> [Set problem]
Rewrite the lines below, putting "Write down" wherever "Record" appears and changing nothing else. Omit the pictures from your answer.

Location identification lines
---
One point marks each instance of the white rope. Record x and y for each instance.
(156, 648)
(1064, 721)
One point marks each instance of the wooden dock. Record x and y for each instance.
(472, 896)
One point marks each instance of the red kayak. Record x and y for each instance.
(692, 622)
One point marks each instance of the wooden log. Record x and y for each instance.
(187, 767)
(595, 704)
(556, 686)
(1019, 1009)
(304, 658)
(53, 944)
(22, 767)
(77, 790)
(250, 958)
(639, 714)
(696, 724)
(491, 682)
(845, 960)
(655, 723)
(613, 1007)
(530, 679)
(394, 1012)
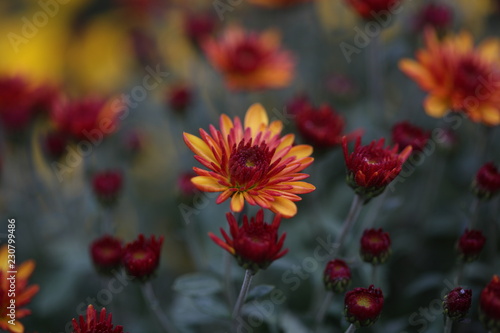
---
> [Expected output]
One point marks each instance of the white rope. Write down x and y for each instance.
(156, 648)
(1064, 721)
One point marks each instance of the wooden dock. Write down x and y for each instance.
(472, 896)
One point marks each instance of the red kayak. Write down x and y for each instance.
(692, 622)
One point marks each instance of the wooden log. Write down x and y for each instance.
(187, 767)
(595, 704)
(556, 686)
(1019, 1009)
(304, 658)
(53, 944)
(22, 767)
(77, 790)
(250, 958)
(639, 714)
(696, 724)
(491, 682)
(845, 960)
(655, 723)
(613, 1007)
(530, 679)
(394, 1012)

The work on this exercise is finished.